Masa
Kepimimpinan khulafaurrasyidin
Kata khulafaurrasyidin itu berasal dari
bahasa arab yang terdiri dari kata khulafa dan rasyidin, khulafa’
itu menunjukkan banyak khalifah, bila satu di sebut khalifah, yang mempunyai
arti pemimpin dalam arti orang yanng mengganti kedudukan rasullah SAW sesudah
wafat melindungi agama dan siasat (politik) keduniaan agar setiap orang
menepati apa yang telah ditentukan oleh batas-batanya dalam melaksanakan
hukum-hukum syariat agama islam.
Adapun kata Arrasyidin itu berarti arif dan bijaksana.
Jadi khulafaurrasyidin mempunyai arti pemimpim yang bijaksana sesudah nabi
muhammad wafat. Para khulafaurrasyidin itu adalah pemimpin yang arif dan
bijaksana. Mereka tiu terdiri dari para sahabat nabi muhammad SAW yang
berkualitas tinggi dan baik .
Khulafaur Rasyidin adalah para kholifah yang arif
bijaksana. Mereka adalah keempat sahabat yang terpilih menjadi pemimpin kaum
muslim setelah Nab Muhammad Rasulullah saw. wafat. Keempat kholifah tersebut
ialah:
- Abu
Bakar Ash-Shiddiq ra.;
- Umar bin
Kaththab ra.;
- Utsman
bin Affan ra.; dan
- Ali bin
Abi Thalib ra.
Keempat kholifah itu selain berhasil melanjutkan
perjuangan Rasulullah saw. menegakkan ajaran tauhid, juga sukses memperluas
penyebaran dan mengharumkan nama Islam. Berikut ini kami uraikan sekelumit riwayat
hidup dan jasa keempat kholifah tersebut.

DATA TUGAS:
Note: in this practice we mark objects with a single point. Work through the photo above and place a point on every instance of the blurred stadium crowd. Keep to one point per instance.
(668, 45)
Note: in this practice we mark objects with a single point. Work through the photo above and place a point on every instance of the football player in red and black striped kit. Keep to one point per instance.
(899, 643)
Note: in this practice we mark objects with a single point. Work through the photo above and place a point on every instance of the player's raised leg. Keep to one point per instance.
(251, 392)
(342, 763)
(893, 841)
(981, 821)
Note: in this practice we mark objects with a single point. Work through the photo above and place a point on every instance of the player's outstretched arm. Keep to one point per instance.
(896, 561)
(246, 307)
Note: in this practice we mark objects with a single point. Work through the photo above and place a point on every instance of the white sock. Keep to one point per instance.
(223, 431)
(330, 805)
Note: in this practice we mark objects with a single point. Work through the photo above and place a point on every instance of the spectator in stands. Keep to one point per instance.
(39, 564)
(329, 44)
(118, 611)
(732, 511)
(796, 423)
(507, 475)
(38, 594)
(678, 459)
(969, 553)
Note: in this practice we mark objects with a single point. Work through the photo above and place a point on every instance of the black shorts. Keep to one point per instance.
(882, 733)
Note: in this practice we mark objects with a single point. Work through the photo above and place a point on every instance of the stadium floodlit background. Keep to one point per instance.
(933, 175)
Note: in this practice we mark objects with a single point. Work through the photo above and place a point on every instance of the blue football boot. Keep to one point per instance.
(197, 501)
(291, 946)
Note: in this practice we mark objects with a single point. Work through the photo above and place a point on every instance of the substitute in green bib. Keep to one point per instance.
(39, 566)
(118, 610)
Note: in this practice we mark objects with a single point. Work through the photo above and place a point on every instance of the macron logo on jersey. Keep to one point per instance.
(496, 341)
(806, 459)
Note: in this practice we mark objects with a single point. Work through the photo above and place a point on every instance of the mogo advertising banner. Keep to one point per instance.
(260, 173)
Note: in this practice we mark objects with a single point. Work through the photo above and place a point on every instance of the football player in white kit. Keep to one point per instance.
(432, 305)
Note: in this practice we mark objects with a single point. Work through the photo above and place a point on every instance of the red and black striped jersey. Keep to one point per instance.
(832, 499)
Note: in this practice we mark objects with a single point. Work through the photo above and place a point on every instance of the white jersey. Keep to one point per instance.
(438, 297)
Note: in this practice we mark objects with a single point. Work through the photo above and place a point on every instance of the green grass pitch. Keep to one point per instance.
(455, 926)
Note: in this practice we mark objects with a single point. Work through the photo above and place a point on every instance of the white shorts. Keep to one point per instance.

TUGAS LATIHAN A: Nyatakan baris-baris data tugas mulai dari baris yang memuat "white kit. Keep to one point per instance." sampai baris terakhir data sebagai daftar JSON berisi string, satu string untuk setiap baris, dengan baris kosong tidak disertakan.
TUGAS LATIHAN B: Tulis lanjutan teks tentang para Khulafaur Rasyidin, dimulai setelah kalimat terakhirnya.
Teks dan baris-baris data berdiri sendiri tanpa hubungan satu sama lain.

JAWABAN LATIHAN A:
[
  "Note: in this practice we mark objects with a single point. Work through the photo above and place a point on every instance of the football player in white kit. Keep to one point per instance.",
  "(432, 305)",
  "Note: in this practice we mark objects with a single point. Work through the photo above and place a point on every instance of the red and black striped jersey. Keep to one point per instance.",
  "(832, 499)",
  "Note: in this practice we mark objects with a single point. Work through the photo above and place a point on every instance of the white jersey. Keep to one point per instance.",
  "(438, 297)",
  "Note: in this practice we mark objects with a single point. Work through the photo above and place a point on every instance of the green grass pitch. Keep to one point per instance.",
  "(455, 926)",
  "Note: in this practice we mark objects with a single point. Work through the photo above and place a point on every instance of the white shorts. Keep to one point per instance."
]

JAWABAN LATIHAN B:
A. Abu Bakar Ash-Shiddiq ra (11-13 H/632-634)
Nama aslinya adalah Abdul Ka’bah. Lalu Nabi
Muhammad saw. mengganti namanya dengan Abdullah. Lengkapnya Abdullah bin Abi
Quhafah at-Tamimi. Ia terlahir dari pasangan Usman (Abu Quhafah) bin Amir dan
Ummu Khoir Salma binti Sakhr, yang berasal dari suku Taim, suku yang melahirkan
tokoh-tokoh terhomat.
Sejak kecil ia terkenal sebagai anak yang baik.
Perilakunya yang lemah-lembut, jujur, dan sabar, membuatnya disenangi
masyarakat. Karena sifat-sifatnya yang mulia itulah sejak masa remajanya ia
sudah bersahabat dengan Nabi Muhammad saw.
Ia dilahirkan dua tahun satu bulan setelah
kelahiran Nabi Muhammad saw. kemudian terkenal dengan julukan Abu Bakar,
sedangkan gelar Shiddiq diberikan oleh para sahabat, karena ia sangat
membenarkan Rosulullah saw. dalam segala hal. Ialah yang menemani Nabi Muhammad
saw. di gua Hira, dan yang pertama kali memeluk Islam dari kalangan orang tua
terhormat. Tentang Abu Bakar ra., Rasulullah saw. bersabda, “Sungguh orang yang
paling dekat kepadaku persahabatan dan hartanya, ialah Abu Bakar. Andaikata aku
boleh memilih ternan di antara umnatku, rnaka akan kupilih Abu Bakar. Tetapi
kecintaan dan persaudaraan dalarn Islam cukup memadai. Tidak satu pun pintu
dalarn rnasjid yang terbuka kecuali pintu Abu Bakar”. (HR. Bukhori) Sampai saat
ini di masjid Madinah masih ada sebuah pintu yang disebut pintu Abu Bakar ra.
Yakni pintu yang selalu beliau lalui semasa hidupnya jika masuk ke masjid
melalui rumah beliau.
Tidaklah mengherankan jika sewaktu Nabi saw sakit,
ia dipercaya oleh para sahabat menjadi Imam sholat. Juga pantaslah apabila kaum
muslimin kemudian memilihnya sebagai kholifah/pemimpin setelah Rosulullah saw.
wafat.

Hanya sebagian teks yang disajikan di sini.